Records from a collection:
— start —

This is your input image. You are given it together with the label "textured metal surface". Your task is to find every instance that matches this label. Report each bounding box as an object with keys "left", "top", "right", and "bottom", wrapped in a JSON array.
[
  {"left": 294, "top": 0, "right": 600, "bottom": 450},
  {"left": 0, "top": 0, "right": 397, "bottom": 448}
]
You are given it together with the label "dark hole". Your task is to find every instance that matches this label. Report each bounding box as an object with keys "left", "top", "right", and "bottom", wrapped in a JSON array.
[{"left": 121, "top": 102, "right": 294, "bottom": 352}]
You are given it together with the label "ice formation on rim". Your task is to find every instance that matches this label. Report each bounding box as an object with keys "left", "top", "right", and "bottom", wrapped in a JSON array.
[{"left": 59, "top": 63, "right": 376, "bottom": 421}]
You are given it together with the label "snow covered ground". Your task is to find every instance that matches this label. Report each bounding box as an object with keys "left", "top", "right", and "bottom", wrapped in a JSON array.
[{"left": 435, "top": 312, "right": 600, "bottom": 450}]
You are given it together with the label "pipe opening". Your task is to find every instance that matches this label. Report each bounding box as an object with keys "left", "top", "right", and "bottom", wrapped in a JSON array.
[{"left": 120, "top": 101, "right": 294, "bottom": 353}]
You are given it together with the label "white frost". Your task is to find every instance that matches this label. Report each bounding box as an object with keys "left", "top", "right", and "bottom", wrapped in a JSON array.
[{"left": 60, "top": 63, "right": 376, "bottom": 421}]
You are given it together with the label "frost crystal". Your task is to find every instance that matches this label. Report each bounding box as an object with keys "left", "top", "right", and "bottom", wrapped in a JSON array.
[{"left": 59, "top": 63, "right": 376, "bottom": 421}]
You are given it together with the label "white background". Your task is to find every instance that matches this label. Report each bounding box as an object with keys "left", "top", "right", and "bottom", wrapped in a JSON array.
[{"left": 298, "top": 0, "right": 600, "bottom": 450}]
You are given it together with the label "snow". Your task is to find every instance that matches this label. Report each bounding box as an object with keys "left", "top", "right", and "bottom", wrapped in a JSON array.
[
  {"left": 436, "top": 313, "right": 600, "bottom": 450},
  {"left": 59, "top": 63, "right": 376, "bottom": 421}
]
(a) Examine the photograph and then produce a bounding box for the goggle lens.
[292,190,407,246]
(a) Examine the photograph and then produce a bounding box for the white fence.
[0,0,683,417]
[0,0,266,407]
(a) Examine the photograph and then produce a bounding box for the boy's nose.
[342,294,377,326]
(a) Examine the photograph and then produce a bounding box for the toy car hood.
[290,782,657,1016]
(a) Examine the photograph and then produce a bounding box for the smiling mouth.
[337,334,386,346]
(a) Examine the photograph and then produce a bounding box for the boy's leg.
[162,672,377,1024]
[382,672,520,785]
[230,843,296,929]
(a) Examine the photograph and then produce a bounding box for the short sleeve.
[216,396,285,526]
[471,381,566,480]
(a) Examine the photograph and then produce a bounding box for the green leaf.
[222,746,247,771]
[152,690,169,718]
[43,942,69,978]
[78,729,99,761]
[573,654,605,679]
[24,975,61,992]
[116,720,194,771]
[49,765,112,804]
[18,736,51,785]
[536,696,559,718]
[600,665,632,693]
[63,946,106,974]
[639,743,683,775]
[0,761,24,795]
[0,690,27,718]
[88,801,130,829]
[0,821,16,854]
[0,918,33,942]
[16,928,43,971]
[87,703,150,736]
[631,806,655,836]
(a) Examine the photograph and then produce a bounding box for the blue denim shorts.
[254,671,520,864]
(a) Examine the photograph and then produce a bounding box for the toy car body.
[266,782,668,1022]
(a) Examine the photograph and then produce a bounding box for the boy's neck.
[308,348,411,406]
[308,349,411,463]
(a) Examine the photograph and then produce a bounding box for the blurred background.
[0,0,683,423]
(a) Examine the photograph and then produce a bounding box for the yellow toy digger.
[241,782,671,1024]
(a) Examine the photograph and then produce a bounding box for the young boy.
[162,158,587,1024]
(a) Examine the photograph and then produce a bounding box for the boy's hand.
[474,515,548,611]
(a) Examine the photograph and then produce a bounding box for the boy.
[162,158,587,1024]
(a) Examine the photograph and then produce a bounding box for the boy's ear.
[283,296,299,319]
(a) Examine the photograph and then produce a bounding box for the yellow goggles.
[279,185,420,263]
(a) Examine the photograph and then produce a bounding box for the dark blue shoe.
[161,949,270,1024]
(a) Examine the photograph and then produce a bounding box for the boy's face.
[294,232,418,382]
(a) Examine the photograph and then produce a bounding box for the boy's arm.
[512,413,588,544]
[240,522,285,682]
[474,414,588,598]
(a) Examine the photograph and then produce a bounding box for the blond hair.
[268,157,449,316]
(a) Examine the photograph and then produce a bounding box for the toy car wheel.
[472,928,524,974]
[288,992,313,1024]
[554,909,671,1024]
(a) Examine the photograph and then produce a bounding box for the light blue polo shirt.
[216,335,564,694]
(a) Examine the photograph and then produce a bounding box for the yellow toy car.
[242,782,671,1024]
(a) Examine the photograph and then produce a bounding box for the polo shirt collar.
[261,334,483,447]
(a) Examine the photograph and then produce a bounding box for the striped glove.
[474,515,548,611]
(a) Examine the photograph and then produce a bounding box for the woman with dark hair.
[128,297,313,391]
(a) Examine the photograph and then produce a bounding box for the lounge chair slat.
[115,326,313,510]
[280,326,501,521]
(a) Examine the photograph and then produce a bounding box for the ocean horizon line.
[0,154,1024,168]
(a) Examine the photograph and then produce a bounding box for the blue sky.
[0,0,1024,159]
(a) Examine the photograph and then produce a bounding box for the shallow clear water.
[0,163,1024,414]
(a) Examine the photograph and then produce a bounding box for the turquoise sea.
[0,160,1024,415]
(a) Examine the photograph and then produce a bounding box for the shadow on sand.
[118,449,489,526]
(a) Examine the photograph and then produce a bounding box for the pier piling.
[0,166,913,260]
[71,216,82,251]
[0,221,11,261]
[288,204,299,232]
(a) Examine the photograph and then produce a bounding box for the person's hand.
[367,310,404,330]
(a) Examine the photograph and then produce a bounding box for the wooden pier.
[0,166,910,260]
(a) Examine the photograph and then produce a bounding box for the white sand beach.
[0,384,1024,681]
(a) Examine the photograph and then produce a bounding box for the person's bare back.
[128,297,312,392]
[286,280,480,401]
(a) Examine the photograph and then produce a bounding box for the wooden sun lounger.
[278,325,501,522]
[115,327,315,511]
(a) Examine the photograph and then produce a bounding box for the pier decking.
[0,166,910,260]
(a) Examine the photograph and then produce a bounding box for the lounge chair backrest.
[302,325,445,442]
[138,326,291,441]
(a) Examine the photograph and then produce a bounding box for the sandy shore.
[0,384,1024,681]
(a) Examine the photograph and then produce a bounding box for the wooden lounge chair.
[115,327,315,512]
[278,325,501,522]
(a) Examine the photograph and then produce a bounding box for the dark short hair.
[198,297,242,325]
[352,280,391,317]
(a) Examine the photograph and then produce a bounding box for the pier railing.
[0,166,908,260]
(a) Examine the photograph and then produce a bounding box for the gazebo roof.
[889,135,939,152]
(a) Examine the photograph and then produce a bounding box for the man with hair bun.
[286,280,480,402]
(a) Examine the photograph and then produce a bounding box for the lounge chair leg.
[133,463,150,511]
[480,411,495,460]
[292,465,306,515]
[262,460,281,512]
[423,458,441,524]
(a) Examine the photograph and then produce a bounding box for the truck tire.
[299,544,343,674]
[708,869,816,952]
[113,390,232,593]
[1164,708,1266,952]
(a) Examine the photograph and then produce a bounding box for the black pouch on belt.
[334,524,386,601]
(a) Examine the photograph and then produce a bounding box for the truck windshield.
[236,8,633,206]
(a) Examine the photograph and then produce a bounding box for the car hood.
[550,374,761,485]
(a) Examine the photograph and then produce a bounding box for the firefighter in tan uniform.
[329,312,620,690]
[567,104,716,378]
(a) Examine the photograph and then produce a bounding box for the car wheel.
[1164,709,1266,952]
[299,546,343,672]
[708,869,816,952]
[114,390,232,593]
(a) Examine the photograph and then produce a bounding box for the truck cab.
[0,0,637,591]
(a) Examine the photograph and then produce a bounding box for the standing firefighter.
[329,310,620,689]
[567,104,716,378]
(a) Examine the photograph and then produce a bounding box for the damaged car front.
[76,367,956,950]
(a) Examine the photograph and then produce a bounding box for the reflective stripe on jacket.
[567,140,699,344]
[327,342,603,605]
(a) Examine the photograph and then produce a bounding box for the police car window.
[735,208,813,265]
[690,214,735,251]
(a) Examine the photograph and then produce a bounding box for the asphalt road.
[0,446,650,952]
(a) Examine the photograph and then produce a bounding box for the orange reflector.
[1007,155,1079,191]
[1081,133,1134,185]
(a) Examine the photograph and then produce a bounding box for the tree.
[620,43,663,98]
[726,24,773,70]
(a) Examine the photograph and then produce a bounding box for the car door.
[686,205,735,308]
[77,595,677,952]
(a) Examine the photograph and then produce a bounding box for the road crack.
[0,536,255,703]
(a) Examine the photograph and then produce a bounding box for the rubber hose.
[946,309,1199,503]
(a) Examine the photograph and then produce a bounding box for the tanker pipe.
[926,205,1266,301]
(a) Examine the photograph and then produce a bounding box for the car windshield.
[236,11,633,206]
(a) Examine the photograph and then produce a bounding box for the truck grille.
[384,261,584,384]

— end —

• **SET PROBLEM**:
Express the lines running from the one containing "toy car hood." through the one containing "[266,782,668,1022]", inclusive, as a numbered list with blank lines omitted.

• **REPLY**:
1. (a) Examine the photograph and then produce a bounding box for the toy car hood.
2. [290,782,657,1016]
3. (a) Examine the photograph and then produce a bounding box for the smiling mouth.
4. [337,334,386,346]
5. (a) Examine the photograph and then produce a bounding box for the boy's leg.
6. [162,672,377,1024]
7. [382,672,520,785]
8. [230,843,296,929]
9. (a) Examine the photograph and then produce a bounding box for the short sleeve.
10. [216,396,285,526]
11. [471,381,566,480]
12. (a) Examine the photograph and then produce a bounding box for the green leaf.
13. [222,746,247,771]
14. [152,690,169,718]
15. [43,942,69,978]
16. [78,729,99,761]
17. [573,654,605,679]
18. [24,975,61,992]
19. [116,720,194,771]
20. [49,765,112,804]
21. [18,736,51,785]
22. [536,696,559,718]
23. [600,665,632,693]
24. [63,946,106,974]
25. [639,743,683,775]
26. [0,761,24,795]
27. [0,690,27,718]
28. [88,801,130,829]
29. [0,821,16,854]
30. [0,918,33,942]
31. [16,928,43,971]
32. [87,703,150,736]
33. [631,806,655,836]
34. (a) Examine the photograph and then produce a bounding box for the blue denim shorts.
35. [254,671,520,864]
36. (a) Examine the photograph and then produce a bounding box for the toy car body.
37. [266,782,668,1022]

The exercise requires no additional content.